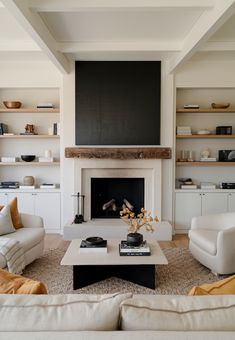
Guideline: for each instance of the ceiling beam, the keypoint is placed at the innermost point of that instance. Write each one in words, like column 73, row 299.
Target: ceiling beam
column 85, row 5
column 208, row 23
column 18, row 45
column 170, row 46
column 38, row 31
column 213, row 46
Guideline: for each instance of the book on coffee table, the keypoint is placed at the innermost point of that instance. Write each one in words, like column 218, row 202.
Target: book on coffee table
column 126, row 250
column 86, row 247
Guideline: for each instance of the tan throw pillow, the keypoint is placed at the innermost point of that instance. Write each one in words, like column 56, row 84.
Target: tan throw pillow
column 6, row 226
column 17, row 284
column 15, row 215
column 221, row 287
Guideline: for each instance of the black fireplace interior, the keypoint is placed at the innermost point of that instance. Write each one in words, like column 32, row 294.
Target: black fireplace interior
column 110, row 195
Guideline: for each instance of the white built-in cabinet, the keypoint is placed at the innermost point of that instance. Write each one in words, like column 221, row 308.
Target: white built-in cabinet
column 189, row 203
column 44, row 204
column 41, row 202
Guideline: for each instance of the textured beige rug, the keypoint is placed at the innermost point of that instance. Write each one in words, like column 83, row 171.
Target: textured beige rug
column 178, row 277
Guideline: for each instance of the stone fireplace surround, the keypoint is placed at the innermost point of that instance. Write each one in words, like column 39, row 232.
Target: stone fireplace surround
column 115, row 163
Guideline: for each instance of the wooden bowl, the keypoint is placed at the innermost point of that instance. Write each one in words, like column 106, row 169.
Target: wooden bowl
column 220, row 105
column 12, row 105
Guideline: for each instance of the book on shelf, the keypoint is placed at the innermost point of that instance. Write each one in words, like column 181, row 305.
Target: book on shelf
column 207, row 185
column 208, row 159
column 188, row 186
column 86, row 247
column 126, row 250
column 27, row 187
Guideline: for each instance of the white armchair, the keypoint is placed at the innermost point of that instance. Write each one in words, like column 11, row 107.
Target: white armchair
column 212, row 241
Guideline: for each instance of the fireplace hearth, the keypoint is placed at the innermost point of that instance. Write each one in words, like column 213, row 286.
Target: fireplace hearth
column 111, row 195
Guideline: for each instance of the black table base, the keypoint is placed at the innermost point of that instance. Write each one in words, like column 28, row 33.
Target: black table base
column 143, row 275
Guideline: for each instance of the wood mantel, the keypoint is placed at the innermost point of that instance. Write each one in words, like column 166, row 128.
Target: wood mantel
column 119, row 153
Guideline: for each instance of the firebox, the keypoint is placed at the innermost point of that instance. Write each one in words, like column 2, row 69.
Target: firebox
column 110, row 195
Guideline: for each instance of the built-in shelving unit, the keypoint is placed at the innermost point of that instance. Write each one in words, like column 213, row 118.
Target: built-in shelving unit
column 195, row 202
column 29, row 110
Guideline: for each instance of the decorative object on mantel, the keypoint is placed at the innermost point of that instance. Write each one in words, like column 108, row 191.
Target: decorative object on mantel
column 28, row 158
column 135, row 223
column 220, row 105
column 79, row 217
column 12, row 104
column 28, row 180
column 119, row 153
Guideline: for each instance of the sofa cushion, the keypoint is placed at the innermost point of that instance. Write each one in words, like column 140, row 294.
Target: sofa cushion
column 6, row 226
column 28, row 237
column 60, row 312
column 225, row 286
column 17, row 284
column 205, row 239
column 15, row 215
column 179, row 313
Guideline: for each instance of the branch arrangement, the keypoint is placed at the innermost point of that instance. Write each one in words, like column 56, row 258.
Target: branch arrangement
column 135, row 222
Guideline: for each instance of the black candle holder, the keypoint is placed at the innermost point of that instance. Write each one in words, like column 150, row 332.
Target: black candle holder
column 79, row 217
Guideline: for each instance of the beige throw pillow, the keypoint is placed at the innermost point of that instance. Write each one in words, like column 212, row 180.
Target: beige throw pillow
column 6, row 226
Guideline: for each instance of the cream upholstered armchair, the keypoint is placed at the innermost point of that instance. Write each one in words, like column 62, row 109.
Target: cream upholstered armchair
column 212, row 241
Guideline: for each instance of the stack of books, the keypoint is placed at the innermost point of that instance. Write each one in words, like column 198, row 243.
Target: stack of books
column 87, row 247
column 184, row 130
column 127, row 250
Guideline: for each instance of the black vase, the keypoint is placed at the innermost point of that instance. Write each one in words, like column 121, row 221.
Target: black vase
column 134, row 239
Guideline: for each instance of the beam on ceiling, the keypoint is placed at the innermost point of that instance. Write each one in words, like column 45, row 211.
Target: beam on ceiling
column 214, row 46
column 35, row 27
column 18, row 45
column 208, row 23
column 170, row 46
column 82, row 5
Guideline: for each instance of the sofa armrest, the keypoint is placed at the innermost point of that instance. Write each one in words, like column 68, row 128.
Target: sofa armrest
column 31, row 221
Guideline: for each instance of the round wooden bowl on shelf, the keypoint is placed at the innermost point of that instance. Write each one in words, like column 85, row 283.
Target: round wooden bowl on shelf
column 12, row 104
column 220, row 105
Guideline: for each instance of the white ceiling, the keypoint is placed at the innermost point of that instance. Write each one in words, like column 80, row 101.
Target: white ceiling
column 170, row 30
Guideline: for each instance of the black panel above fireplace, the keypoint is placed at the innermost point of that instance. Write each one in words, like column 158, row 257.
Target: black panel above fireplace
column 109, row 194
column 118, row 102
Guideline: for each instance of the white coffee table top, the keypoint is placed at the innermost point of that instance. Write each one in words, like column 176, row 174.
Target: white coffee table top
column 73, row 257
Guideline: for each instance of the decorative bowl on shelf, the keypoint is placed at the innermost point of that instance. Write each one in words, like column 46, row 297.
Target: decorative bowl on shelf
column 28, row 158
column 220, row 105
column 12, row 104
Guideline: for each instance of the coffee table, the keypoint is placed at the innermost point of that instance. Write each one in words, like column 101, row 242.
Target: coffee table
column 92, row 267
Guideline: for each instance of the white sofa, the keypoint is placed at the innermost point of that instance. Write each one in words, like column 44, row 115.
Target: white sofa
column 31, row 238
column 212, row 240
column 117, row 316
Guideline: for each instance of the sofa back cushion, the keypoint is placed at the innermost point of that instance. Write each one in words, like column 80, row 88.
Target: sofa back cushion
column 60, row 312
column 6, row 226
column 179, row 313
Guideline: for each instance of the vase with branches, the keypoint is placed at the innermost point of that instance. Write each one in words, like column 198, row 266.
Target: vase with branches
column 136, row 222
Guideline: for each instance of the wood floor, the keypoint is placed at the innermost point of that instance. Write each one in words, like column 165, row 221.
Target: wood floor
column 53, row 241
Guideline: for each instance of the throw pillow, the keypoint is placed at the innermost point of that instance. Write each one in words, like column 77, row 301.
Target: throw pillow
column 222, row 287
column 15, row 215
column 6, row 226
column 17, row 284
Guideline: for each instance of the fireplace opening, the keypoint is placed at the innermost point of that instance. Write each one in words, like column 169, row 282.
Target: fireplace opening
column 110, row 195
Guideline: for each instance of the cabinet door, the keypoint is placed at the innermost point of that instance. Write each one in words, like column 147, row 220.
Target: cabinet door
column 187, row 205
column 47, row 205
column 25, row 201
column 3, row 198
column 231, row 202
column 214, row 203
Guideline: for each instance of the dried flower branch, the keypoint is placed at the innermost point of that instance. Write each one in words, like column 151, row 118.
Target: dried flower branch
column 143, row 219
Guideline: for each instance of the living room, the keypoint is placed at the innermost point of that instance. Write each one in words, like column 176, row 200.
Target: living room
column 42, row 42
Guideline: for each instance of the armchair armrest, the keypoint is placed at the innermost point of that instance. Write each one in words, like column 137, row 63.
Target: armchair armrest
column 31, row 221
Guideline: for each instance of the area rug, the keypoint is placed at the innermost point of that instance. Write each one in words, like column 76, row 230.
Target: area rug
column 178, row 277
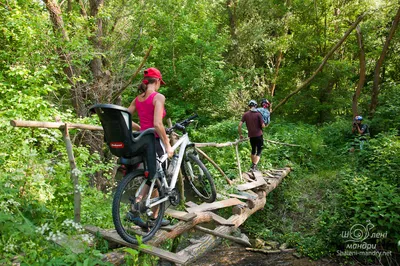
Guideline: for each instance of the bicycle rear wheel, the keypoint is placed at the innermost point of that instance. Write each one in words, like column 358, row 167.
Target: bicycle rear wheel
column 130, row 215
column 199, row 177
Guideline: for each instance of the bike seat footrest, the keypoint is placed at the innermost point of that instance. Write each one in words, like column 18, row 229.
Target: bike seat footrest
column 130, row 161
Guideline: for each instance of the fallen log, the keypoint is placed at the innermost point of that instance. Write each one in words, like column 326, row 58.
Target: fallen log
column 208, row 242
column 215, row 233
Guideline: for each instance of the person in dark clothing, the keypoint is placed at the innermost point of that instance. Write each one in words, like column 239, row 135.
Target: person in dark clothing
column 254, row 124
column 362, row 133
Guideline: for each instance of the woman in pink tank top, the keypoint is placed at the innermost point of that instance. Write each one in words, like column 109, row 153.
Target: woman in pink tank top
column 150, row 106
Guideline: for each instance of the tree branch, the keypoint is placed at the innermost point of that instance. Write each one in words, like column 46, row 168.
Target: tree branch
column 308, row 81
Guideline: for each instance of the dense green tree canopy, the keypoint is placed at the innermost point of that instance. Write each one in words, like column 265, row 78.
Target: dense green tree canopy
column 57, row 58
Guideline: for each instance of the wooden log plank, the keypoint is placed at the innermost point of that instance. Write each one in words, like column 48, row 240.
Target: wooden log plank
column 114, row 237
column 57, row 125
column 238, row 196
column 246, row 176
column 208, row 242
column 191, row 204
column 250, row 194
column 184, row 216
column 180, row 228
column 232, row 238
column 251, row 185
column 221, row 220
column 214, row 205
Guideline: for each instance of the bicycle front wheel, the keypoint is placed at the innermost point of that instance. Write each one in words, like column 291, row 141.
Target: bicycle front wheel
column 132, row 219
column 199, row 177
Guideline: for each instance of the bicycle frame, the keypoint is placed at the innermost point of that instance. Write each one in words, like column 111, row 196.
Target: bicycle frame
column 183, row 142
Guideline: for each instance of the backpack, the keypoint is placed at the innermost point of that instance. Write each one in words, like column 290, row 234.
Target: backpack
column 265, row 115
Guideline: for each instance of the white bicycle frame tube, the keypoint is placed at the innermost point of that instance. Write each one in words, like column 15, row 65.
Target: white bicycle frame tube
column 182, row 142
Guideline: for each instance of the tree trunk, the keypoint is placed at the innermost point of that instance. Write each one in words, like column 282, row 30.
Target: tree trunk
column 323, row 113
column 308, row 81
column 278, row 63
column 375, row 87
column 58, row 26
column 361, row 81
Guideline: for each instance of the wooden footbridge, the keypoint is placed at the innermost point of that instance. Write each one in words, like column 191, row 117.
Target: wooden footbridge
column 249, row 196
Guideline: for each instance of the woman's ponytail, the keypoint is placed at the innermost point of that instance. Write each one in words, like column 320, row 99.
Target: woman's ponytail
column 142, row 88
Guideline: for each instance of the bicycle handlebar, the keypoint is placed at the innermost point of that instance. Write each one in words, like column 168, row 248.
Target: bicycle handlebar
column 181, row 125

----

◆ O que fazer ◆
Reescreva o trecho que vai da linha que contém "Guideline: for each instance of the book on coffee" até a linha que contém "column 115, row 163", trocando "tan throw pillow" por "brown throw pillow" e deixando todo o resto igual.

◆ Solução ◆
Guideline: for each instance of the book on coffee table, the keypoint is placed at the innermost point of that instance. Write each one in words, like column 218, row 202.
Target: book on coffee table
column 126, row 250
column 86, row 247
Guideline: for each instance of the brown throw pillow, the keypoint is placed at the innermost point of that instance. Write each one in words, like column 56, row 84.
Target: brown throw pillow
column 6, row 226
column 17, row 284
column 15, row 215
column 221, row 287
Guideline: for each instance of the black fireplace interior, the keypoint is placed at the innermost point of that instance. Write each one in words, like column 32, row 294.
Target: black fireplace interior
column 110, row 195
Guideline: for each instance of the white built-in cabinet, the keypoint is placed at the innermost point of that instance. Write each one in words, like column 221, row 308.
Target: white built-in cabinet
column 189, row 203
column 44, row 204
column 41, row 202
Guideline: for each instance of the textured beige rug, the keypoint is placed at the innermost point of that instance. Write each one in words, like column 83, row 171.
Target: textured beige rug
column 178, row 277
Guideline: for each instance of the stone fireplace surround, the keypoint is placed at the innermost point of that instance. Write each one in words, like column 39, row 232.
Target: stone fireplace surround
column 115, row 163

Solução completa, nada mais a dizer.